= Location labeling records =
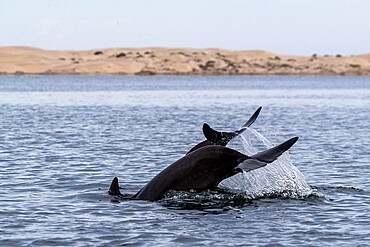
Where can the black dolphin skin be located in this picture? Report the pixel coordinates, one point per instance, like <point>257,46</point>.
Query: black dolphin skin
<point>223,138</point>
<point>206,165</point>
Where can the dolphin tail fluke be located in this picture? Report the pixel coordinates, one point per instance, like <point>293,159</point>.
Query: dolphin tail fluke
<point>114,188</point>
<point>263,158</point>
<point>222,138</point>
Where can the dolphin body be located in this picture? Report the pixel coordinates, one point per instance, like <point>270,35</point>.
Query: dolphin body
<point>204,168</point>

= WORK TO DO =
Copy every line of the entries above word for word, leaving out the pictures.

= SOLUTION =
Where can the black dolphin skin be located in this picture? Report the pixel coordinates, one point per instance, like <point>257,46</point>.
Query: black dolphin skin
<point>223,138</point>
<point>206,165</point>
Where can the dolphin tail fluke be located in this picture? Report the pixel coordinates, one point per instance, like <point>293,159</point>.
Query: dolphin tail fluke
<point>114,188</point>
<point>263,158</point>
<point>222,138</point>
Where can the dolphin body be located in this picture? Report the pixel coordinates, one point per instance, like <point>270,35</point>.
Query: dolphin body
<point>204,168</point>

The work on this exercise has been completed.